But last night, the US wrapped up the first round undefeated and on top of the group. I expected us to make the Round of 16, so it’s taken a while for the awesome wonder of it all to hit me.

It started to become clear to me today watching YouTube videos of the victory and celebration. It really was such a great night!

Then we went to breakfast, and South Africans were high fiving us and congratulating us. Later, at the mall back in Joburg, you would have thought we were celebrities for how excited people were to talk to us.

But it wasn’t until I got to the Zoo Lake Bowling Club to watch the game tonight that I realized how big this really is. I met an Italian, and I was talking to him about the crazy world it is where Italy and France go home, and the US advance to top of their group.
He stopped me and starting speaking at length about the US, our players, and how much he respects our coach. Italians respect our coach? I teared up a little.

Stored records:
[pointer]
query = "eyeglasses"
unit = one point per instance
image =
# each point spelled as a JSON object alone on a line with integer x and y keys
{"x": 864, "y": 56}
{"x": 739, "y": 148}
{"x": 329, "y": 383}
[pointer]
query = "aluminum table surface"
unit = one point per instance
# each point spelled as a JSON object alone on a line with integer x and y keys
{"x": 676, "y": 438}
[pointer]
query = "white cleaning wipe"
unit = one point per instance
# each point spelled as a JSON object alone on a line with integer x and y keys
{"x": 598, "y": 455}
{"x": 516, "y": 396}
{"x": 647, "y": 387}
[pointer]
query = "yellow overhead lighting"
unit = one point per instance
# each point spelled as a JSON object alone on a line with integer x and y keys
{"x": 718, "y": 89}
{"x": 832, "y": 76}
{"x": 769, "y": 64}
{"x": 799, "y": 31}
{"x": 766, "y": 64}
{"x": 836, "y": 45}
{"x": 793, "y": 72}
--
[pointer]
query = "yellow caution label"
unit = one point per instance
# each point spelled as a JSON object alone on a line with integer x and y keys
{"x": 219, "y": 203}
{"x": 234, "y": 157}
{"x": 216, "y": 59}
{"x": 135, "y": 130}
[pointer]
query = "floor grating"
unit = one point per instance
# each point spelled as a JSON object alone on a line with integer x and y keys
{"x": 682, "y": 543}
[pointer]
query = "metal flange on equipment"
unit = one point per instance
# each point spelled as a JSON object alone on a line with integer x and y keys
* * *
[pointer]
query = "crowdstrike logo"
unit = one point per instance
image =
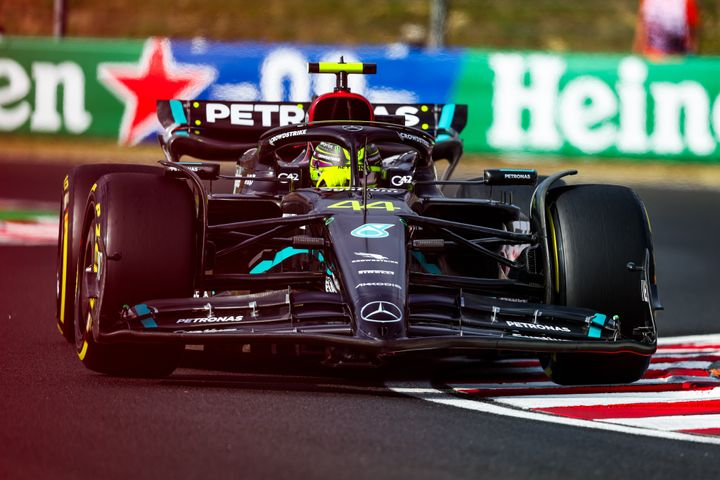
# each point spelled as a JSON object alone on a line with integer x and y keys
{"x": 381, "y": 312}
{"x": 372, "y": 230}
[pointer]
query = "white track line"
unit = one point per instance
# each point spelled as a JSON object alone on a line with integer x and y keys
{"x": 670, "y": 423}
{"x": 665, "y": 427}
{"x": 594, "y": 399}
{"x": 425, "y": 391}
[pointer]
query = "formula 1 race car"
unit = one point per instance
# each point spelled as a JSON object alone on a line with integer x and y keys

Direction:
Reproduce the passage of the World Cup blog post from "It started to" to "talk to us.". The entries play no part in what comes next.

Written response:
It started to become clear to me today watching YouTube videos of the victory and celebration. It really was such a great night!

Then we went to breakfast, and South Africans were high fiving us and congratulating us. Later, at the mall back in Joburg, you would have thought we were celebrities for how excited people were to talk to us.